The Canadian Judicial Council’s Ethical Principles for Judges,, provide judges with guidance on difficult ethical and professional issues, and lie at the source of the statements made by the Chief Justice and the Prime Minister. The principles call for judges to promote high standards of conduct on the bench. Of particular relevance to the recent statements, the Principles stipulate that judges must exercise their judicial functions independently, and reject any attempts to influence their decisions in any matter before the court outside of the proper process of Court. This means that judges must also take care that any communications they initiate not raise reasonable concerns about the impartiality of their decisions.
The judicial appointment process should also preserve the integrity of the Supreme Court and promote judicial independence. In March, 2004, the Canadian Bar Association (CBA) released a report on the Supreme Court of Canada Appointment Process, which contained a proposal to former Prime Minister Paul Martin, regarding the integrity of the appointment process for Supreme Court Justices. In order to promote judicial independence, the proposal called for a transparent and objective selection process for judges based on merit, which was free from political influence. It also recommended that appointments be made following a well-established advisory process, which included the Chief Justice.
The Appointment of Justice Clément Gascon
The Prime Minister has moved quickly following the Supreme Court’s Decision on Justice Nadon’s appointment in his second attempt to fill the Supreme Court’s empty seat. A seat that was previously occupied by Justice Morris Fish who retired last summer after serving over 14 years on the Supreme Court. The Prime Minister announced the appointment of Justice Clément Gascon to the Supreme Court in early June. The appointment brings the Supreme Court to its full complement of judges, and was made following consultations with the Government of Quebec and the province’s legal community. Justice Gascon was sworn in on June 12, 2014.
Justice Gascon is an experienced candidate specializing in civil and commercial litigation who was called to the Barreau du Québec in 1992. He has been a judge on the Quebec Court of Appeal since 2012, and served as a Judge of the Quebec Superior Court since 2002. Prior to that time he was a lawyer for 21 years with Montreal-based law firm Heenan Blaikie, which wound up its operations in February 2014.

EXERCISE DETAILS:
Please list every person named in the passage on Supreme Court appointments.

(Entries from an annotation dataset)
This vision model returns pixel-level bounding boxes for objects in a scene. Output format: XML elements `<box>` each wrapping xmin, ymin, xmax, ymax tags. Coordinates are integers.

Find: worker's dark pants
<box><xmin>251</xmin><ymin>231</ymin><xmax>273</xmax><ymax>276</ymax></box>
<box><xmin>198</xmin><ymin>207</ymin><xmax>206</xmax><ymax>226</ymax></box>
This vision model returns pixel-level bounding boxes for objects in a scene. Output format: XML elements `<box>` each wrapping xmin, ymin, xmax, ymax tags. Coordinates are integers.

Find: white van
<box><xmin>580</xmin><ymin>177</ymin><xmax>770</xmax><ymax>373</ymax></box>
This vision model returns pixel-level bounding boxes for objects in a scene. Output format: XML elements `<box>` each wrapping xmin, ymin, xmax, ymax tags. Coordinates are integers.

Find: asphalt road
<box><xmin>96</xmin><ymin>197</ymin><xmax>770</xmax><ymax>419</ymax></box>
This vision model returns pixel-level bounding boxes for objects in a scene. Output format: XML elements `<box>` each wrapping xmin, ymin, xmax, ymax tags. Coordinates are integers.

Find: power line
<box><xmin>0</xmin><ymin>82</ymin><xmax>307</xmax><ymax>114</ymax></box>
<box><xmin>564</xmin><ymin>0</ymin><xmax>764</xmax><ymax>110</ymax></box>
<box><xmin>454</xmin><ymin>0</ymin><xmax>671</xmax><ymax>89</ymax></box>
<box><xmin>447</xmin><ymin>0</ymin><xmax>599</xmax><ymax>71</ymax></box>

REPLY:
- Paul Martin
- Justice Nadon
- Justice Morris Fish
- Justice Clément Gascon